### WORK TO COMPLETE
A. In the article on what David said to the Engineer in Prometheus, who taught Michael Fassbender the language David speaks?
B. Please continue the article on what David said to the Engineer in Prometheus, picking up after its last sentence.

What Did David Say To The Engineer In Prometheus?

By Rudie Obias | Published


There are many mysteries surrounding Ridley Scott’s Prometheus. The greater mysteries, questions left unanswered, and general messiness of the film itself is why some people love it. Though that’s clearly not a universal feeling. It’s a mixed bad, for sure.

One of the big questions left hanging in Prometheus is what exactly did David say to the Engineer? What was their “conversation,” such as it was, and why did the Engineer have such a violent (to say the least) reaction to it?

David (Michael Fassbender) was studying an ancient language at the beginning of the film, something that would be key in at least getting us to the little talk near the end.

According to The Bioscopist, the language was actually Proto-Indo-European (PIE), which Michael Fassbender learned from Dr. Anil Biltoo of the SOAS Language Centre in London, the language consultant on Prometheus. Biltoo explains that there was a longer piece of dialogue edited out of the final cut of Prometheus.

Here’s the line David spoke to the Engineer in Prometheus and Dr. Biltoo’s translation:

/ida hman?m a? kja nam?tuh zd?:taha/…/gh??vah-pjorn-?ttham sas da:t? kredah/

Which loosely translates to:

This man is here because he does not want to die. He believes you can give him more life.

### GIVEN INFORMATION
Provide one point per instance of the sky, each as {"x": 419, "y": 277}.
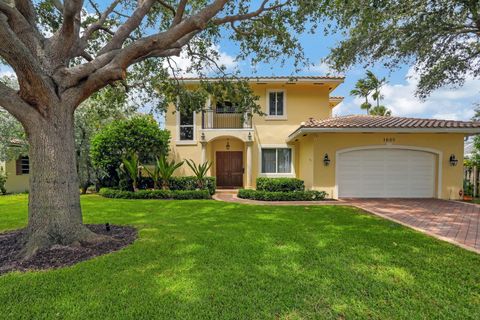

### RESPONSES PER TASK
A. Dr. Anil Biltoo of the SOAS Language Centre in London, the language consultant on Prometheus.

B.
It’s a small detail in the scope of Prometheus but an interesting tidbit, nevertheless.

It’s unclear if this makes the movie better or worse, but it does give insight to Peter Weyland himself, as a man wanting to live forever and willing to do anything to achieve it. Heck, he flew across the galaxy to find these dudes.


It’s also unclear why the Engineer would kill someone for this request, though it does lead to some questions there. If the Engineer didn’t understand and was simply scared or confused (he’d been in stasis for a long time), then an immediately over-the-top reaction could be explained.

At the same time, there’s a chance the Engineer understood David and immediately thought that the request meant humans didn’t “deserve” to live. After all, they were looking to live eternally. That could be a scary prospect, maybe even one the Engineers were working on themselves.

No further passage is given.